**Your task**:
Find every line in the items below that contains the word "stone", and copy each of those lines.

**Given records**:
"""

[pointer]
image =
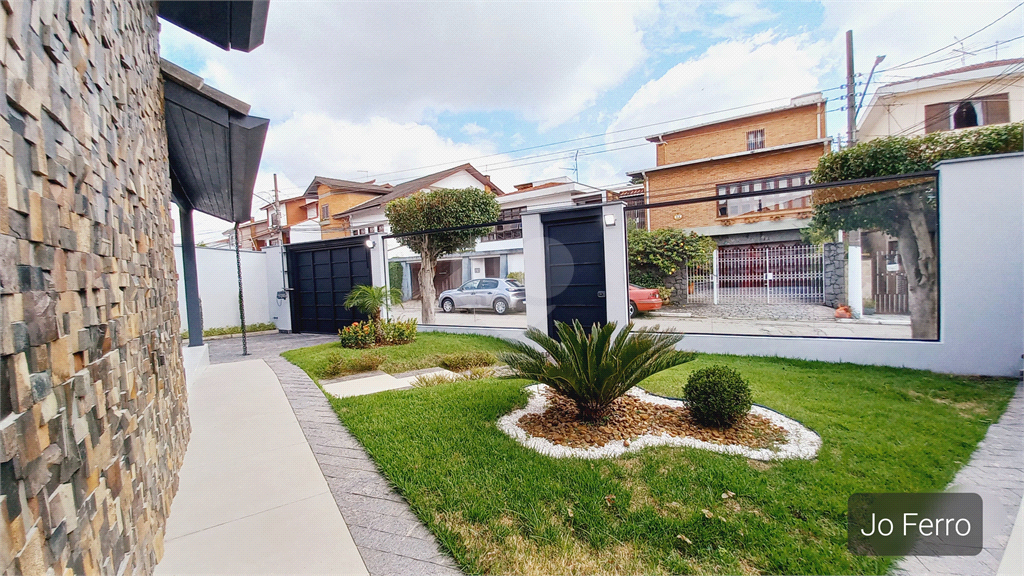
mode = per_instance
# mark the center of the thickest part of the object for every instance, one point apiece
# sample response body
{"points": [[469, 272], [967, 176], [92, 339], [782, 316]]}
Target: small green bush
{"points": [[462, 361], [365, 334], [718, 396], [357, 335], [398, 331]]}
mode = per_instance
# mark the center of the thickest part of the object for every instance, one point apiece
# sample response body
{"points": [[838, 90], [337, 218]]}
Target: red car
{"points": [[643, 299]]}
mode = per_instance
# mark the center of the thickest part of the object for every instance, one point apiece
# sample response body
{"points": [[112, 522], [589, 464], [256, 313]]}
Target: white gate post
{"points": [[853, 289], [379, 269], [536, 272], [714, 276]]}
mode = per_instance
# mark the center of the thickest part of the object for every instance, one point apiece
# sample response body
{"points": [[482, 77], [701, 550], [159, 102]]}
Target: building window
{"points": [[756, 139], [965, 114], [507, 232], [756, 204]]}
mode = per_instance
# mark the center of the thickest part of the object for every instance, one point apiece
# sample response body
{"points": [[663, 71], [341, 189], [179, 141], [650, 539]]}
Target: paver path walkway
{"points": [[996, 471]]}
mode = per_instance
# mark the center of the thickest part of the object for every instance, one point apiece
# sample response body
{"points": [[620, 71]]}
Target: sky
{"points": [[525, 91]]}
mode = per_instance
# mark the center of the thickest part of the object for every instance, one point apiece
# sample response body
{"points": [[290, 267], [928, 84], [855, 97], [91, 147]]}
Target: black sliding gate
{"points": [[322, 275], [573, 242]]}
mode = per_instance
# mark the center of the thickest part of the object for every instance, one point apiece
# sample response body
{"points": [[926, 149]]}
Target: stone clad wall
{"points": [[94, 422], [835, 274]]}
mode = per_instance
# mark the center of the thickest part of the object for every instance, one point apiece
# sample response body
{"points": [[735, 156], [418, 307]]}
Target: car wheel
{"points": [[501, 306]]}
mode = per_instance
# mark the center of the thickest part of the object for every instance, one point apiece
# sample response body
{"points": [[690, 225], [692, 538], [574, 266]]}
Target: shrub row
{"points": [[365, 334]]}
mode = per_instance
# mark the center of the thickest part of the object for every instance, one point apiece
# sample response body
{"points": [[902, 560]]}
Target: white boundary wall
{"points": [[218, 286], [981, 285]]}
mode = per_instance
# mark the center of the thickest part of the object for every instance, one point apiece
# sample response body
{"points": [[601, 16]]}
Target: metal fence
{"points": [[759, 275]]}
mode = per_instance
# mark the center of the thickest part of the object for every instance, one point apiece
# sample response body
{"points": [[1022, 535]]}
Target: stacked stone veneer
{"points": [[835, 274], [94, 421]]}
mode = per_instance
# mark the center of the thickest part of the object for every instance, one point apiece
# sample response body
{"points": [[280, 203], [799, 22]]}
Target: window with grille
{"points": [[728, 208], [507, 232], [965, 114], [756, 139]]}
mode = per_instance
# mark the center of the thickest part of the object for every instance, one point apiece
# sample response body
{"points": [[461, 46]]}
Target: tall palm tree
{"points": [[594, 369], [371, 300]]}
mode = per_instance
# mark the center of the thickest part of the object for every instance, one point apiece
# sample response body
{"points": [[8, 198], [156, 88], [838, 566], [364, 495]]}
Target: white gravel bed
{"points": [[801, 441]]}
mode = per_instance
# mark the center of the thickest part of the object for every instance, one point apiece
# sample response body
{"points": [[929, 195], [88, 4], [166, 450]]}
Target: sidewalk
{"points": [[252, 498], [996, 472]]}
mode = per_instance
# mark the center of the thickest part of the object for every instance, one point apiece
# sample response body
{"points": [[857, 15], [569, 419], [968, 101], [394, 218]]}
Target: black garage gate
{"points": [[322, 275], [573, 242]]}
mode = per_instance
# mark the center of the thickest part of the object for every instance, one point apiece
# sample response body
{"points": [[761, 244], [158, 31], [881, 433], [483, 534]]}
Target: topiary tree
{"points": [[718, 396], [439, 209], [909, 212]]}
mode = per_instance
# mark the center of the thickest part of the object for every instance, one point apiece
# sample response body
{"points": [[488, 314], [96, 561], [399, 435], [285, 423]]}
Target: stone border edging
{"points": [[803, 442], [390, 538]]}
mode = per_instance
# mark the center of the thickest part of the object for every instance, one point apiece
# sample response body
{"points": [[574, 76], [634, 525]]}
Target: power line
{"points": [[989, 25], [547, 157]]}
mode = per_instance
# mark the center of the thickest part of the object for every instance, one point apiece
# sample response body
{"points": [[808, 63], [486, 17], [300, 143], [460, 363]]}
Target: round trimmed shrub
{"points": [[718, 396]]}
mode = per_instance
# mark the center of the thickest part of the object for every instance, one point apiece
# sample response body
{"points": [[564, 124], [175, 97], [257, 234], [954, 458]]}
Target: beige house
{"points": [[980, 94], [764, 151]]}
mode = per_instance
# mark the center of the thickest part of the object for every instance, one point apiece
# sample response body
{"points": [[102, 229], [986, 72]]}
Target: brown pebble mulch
{"points": [[630, 417]]}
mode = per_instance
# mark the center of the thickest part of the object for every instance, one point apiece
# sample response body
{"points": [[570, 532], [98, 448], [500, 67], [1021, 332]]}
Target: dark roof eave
{"points": [[228, 25]]}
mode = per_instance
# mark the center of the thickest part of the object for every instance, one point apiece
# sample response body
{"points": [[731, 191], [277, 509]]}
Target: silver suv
{"points": [[499, 294]]}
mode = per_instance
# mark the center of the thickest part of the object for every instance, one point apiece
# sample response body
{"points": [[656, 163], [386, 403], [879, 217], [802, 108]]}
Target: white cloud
{"points": [[404, 60], [742, 15], [473, 129], [731, 74]]}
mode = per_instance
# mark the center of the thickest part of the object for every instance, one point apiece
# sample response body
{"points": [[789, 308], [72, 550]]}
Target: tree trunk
{"points": [[921, 264], [427, 293]]}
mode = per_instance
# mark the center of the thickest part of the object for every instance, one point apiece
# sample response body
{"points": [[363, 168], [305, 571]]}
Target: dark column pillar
{"points": [[193, 304]]}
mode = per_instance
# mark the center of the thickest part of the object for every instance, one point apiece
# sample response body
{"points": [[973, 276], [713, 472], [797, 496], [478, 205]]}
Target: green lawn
{"points": [[424, 353], [502, 508]]}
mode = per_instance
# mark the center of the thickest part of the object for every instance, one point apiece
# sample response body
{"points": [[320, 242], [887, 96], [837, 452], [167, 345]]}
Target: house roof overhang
{"points": [[782, 148], [229, 25], [214, 147]]}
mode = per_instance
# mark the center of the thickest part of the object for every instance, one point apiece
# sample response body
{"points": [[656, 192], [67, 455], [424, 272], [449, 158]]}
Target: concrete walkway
{"points": [[252, 498], [273, 483], [996, 472]]}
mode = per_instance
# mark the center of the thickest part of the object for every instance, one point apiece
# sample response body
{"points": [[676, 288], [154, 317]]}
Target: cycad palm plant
{"points": [[594, 369], [370, 300]]}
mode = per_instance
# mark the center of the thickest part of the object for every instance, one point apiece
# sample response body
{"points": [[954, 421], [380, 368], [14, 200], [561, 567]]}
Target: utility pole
{"points": [[276, 210], [851, 92]]}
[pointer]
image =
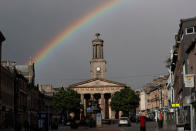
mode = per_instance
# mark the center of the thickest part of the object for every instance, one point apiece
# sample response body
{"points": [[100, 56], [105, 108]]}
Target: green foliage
{"points": [[124, 100], [67, 101]]}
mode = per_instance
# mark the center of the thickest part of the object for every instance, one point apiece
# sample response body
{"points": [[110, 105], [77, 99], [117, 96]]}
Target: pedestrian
{"points": [[26, 125]]}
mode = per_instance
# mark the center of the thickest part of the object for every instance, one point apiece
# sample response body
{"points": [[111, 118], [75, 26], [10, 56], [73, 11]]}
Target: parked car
{"points": [[124, 121]]}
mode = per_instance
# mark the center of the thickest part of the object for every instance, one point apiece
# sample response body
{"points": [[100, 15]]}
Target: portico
{"points": [[99, 90]]}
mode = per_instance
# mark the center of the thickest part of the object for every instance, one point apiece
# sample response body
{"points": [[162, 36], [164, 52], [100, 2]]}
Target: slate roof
{"points": [[91, 80]]}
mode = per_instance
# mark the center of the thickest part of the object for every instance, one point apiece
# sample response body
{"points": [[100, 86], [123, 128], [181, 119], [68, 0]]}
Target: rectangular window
{"points": [[189, 30]]}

"""

**Completed exercise**:
Target: stone clad wall
Target: stacked stone veneer
Target: stone border edging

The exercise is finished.